▶ WORK INSTRUCTION
Lines holding the string "signal" are the ones to copy from this listing.

------ EXTRACTED MATERIAL ------

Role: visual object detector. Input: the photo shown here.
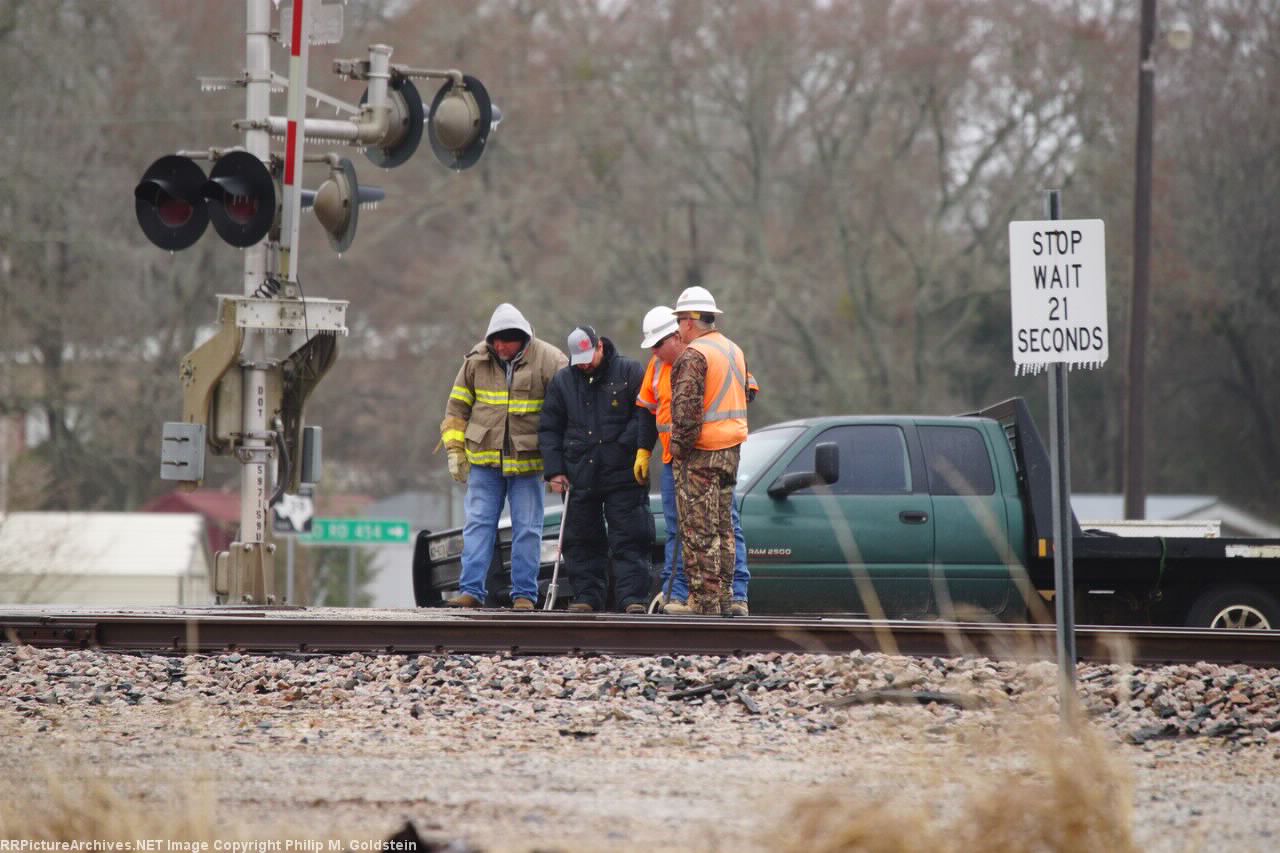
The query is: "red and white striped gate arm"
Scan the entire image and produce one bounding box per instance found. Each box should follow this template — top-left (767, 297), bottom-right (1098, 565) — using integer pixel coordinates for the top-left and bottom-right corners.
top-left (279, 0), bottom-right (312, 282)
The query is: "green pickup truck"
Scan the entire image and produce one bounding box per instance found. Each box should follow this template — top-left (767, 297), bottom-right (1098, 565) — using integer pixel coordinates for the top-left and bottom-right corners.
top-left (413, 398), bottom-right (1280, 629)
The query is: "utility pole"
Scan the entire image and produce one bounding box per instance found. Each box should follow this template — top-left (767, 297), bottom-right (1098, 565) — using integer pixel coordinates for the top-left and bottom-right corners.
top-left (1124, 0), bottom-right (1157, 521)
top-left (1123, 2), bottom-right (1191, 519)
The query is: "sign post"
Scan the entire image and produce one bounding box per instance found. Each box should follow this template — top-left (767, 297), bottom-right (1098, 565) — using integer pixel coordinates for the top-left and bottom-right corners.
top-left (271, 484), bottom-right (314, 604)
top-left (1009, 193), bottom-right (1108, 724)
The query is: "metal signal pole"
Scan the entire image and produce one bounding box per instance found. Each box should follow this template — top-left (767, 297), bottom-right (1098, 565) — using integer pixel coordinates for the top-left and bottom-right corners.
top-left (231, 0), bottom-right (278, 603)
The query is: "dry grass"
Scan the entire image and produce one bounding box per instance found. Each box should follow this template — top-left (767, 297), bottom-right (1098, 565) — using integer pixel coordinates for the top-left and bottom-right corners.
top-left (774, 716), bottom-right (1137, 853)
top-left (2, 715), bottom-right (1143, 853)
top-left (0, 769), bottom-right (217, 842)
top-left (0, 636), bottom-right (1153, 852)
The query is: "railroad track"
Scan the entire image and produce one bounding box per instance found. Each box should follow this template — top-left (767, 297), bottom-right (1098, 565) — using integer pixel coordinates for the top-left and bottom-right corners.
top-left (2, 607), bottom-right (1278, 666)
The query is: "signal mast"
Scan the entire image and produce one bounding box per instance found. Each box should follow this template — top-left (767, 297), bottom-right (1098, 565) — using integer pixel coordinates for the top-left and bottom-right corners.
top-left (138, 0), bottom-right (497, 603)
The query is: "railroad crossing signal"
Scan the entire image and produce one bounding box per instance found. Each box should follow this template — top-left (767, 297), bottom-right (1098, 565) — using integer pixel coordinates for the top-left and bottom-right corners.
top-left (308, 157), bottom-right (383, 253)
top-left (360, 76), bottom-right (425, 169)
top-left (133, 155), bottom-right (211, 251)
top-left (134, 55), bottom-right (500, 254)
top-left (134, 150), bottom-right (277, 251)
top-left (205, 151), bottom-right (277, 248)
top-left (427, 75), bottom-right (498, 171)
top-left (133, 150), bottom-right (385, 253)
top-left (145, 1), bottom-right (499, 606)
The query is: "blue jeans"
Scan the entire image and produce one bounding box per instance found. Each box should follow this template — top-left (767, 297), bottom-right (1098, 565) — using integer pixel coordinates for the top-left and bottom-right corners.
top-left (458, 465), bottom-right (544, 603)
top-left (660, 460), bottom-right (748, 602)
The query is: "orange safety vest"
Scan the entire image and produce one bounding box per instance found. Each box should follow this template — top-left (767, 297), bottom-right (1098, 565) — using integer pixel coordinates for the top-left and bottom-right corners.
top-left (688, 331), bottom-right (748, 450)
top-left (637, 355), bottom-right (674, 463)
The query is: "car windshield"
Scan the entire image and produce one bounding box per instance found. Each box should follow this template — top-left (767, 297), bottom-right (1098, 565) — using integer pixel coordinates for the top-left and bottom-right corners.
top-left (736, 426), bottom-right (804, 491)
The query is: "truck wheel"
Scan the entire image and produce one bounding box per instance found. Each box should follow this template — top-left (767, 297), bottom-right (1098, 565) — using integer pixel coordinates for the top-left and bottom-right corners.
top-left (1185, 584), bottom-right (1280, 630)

------
------ EXTRACTED MATERIAL ------

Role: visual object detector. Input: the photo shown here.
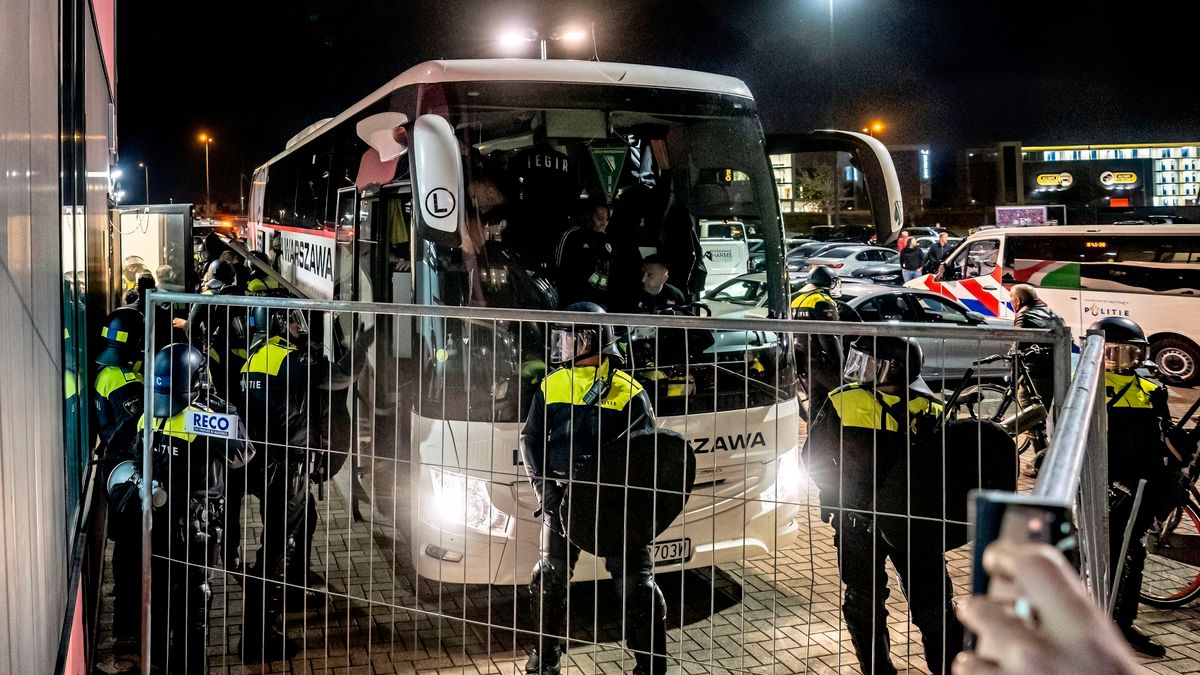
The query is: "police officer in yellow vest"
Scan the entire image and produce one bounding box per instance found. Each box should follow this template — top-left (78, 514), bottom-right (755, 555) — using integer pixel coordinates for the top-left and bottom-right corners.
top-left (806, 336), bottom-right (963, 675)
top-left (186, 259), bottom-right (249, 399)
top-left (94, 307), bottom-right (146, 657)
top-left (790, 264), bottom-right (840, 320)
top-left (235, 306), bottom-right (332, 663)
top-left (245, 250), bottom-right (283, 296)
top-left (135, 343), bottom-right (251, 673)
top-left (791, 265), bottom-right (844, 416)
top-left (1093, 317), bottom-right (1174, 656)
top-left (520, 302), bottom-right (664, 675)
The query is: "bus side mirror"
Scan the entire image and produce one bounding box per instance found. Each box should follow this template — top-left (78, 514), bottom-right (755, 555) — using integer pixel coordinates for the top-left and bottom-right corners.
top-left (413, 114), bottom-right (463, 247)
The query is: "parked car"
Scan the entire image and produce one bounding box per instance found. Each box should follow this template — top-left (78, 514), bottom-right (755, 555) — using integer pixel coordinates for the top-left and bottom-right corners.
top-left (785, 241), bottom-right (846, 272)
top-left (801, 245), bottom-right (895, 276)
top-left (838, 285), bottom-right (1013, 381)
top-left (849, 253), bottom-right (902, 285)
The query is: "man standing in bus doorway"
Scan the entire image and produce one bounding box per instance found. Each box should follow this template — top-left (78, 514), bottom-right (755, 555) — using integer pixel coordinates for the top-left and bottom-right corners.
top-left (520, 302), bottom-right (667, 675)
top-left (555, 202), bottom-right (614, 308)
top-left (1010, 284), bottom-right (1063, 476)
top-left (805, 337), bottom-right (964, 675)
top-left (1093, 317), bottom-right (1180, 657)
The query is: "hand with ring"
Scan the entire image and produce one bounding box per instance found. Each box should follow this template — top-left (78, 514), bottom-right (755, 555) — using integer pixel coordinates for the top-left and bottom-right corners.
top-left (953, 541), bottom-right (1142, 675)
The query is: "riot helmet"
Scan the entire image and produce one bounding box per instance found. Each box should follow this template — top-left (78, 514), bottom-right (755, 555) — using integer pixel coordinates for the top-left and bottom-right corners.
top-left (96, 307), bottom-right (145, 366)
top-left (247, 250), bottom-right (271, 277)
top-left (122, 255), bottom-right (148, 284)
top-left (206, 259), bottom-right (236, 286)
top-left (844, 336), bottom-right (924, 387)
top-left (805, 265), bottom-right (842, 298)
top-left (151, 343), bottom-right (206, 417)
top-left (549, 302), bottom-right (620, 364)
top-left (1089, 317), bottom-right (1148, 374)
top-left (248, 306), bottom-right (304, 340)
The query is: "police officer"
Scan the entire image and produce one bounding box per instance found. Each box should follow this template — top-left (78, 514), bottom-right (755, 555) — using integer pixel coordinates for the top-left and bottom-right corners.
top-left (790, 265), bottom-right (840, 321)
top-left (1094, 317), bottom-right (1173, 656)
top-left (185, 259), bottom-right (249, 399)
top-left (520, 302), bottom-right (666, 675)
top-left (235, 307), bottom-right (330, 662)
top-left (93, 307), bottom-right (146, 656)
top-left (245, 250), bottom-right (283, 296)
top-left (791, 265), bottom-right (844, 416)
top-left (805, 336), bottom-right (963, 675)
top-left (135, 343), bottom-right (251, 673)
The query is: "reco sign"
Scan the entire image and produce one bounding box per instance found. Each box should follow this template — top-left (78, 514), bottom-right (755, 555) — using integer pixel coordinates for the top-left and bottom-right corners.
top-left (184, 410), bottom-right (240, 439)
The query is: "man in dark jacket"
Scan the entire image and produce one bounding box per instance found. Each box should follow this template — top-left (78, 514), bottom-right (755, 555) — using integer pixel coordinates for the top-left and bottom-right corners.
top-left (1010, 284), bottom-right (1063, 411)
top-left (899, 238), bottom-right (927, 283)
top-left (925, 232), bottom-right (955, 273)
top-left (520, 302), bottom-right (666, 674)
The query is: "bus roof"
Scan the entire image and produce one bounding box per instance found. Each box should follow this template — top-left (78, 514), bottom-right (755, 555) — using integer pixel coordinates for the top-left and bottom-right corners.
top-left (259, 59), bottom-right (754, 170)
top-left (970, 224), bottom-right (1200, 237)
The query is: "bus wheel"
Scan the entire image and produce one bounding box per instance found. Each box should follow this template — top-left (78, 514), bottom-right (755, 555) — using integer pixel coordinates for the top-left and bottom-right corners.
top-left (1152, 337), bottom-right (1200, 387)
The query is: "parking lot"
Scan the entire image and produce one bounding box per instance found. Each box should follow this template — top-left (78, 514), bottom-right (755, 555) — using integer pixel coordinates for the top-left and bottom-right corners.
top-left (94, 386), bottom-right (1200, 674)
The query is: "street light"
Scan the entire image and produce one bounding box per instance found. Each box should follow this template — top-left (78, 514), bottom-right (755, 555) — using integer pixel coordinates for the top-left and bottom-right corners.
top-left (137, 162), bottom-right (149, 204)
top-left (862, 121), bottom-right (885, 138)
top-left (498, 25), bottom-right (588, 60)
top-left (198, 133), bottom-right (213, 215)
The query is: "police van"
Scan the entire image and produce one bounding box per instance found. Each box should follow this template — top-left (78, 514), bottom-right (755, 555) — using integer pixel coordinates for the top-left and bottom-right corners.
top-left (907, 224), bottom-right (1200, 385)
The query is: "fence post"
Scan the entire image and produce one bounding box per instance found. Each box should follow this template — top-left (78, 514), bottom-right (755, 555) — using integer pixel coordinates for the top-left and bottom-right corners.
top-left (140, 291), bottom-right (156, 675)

------

▶ FINISHED TASK
The query is: "metal signal pole"
The query is: "signal mast"
The query is: "railroad crossing signal"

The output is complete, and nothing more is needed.